- SUPPLIED RECORDS
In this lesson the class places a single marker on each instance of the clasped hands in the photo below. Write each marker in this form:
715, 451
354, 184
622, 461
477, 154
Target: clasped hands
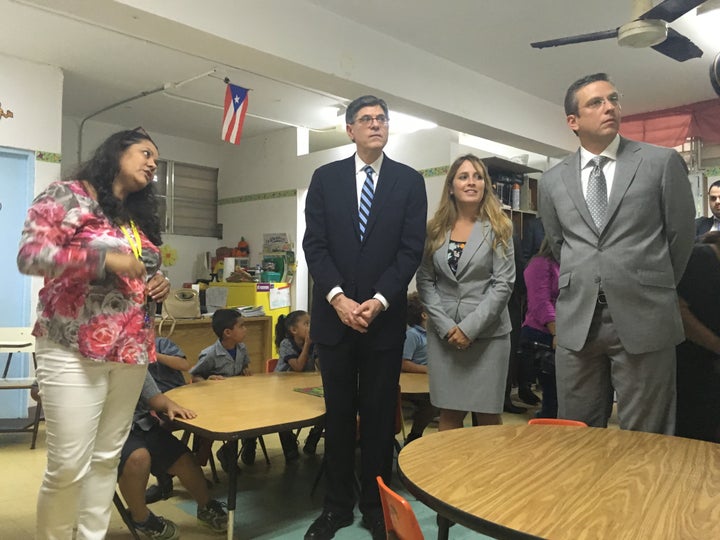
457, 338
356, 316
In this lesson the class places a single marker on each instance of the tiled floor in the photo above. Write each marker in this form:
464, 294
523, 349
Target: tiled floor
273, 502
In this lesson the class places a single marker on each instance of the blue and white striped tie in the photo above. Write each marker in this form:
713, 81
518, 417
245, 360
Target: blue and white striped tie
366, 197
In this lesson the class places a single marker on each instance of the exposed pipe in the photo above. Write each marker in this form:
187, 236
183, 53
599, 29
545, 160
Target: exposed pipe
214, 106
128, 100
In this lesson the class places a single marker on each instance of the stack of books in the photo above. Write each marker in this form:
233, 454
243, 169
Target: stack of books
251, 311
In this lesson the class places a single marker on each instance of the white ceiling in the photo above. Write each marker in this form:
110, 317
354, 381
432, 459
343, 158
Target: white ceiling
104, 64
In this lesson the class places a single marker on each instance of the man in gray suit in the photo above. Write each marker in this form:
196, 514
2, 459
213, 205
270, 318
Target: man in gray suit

- WRITTEN REQUEST
Arrange the records as a Markdown table with the columns Row and Line, giving each line its own numbered row and omitting blank lines. Begin at the line that contains "of the stack" and stop after the last line of the records.

- ANSWER IN FULL
| Row | Line |
|---|---|
| 1 | In this lesson the class places a single marker on each instance of the stack of books in the photo above. Write each marker in this form: |
| 2 | 233, 454 |
| 3 | 243, 169 |
| 4 | Target: stack of books |
| 5 | 251, 311 |
| 6 | In this lesson the class places a single marker on each instance of the white ceiling in the photo above. Write each marker in this form: |
| 7 | 110, 317 |
| 8 | 354, 381 |
| 9 | 432, 459 |
| 10 | 343, 158 |
| 11 | Target: white ceiling |
| 12 | 104, 64 |
| 13 | In this lesson the class places a single marker on each instance of the man in gray suit in the photo above. Write each marker in this form: |
| 14 | 196, 514 |
| 15 | 2, 459 |
| 16 | 213, 205 |
| 17 | 270, 318 |
| 18 | Target: man in gray suit |